*Short problem*.
From the rows below, pull out each one that contains the string "wearing".

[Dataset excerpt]
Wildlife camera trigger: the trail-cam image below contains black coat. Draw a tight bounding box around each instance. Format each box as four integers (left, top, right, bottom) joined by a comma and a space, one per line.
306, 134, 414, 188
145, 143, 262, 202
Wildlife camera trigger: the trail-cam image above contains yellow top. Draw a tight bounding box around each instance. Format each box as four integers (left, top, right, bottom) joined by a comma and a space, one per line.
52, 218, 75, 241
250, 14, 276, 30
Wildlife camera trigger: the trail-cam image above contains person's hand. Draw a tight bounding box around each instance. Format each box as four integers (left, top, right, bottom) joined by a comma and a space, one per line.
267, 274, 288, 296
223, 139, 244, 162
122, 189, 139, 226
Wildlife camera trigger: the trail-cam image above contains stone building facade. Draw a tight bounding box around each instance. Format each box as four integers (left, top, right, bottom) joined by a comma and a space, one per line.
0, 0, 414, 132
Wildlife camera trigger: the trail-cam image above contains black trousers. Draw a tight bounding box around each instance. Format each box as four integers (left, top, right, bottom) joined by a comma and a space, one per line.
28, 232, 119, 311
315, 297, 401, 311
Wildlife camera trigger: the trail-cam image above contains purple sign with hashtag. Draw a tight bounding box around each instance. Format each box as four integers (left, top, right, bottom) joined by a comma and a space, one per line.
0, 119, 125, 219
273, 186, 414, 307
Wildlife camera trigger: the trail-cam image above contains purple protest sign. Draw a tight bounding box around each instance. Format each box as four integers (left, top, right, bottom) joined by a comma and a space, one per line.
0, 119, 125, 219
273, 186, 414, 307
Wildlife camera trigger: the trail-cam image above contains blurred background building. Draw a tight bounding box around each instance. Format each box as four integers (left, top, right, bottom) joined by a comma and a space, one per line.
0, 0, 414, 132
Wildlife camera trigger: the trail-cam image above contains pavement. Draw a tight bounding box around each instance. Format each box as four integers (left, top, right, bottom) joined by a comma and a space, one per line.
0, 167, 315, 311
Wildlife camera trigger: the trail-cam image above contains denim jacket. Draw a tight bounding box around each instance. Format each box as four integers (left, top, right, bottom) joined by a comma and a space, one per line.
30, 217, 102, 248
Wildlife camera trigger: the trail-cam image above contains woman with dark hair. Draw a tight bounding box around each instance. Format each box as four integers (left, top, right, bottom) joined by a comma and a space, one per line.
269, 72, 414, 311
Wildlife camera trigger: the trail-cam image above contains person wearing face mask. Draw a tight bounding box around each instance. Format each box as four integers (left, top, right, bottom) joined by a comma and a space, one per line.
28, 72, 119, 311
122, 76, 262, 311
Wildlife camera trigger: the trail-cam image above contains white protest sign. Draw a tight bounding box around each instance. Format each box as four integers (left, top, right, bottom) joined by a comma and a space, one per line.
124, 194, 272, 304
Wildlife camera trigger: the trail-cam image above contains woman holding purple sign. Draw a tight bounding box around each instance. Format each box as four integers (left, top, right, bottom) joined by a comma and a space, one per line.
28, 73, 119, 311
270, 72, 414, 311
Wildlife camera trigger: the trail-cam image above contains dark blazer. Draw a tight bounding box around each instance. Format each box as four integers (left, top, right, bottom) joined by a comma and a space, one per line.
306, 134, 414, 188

*Answer to the task*.
Wildlife camera trigger: the trail-cam image above contains person wearing face mask. Draw a tight bounding box around each instance. Format each box as four integers (left, top, right, bottom) joined by a comma and a space, one per line.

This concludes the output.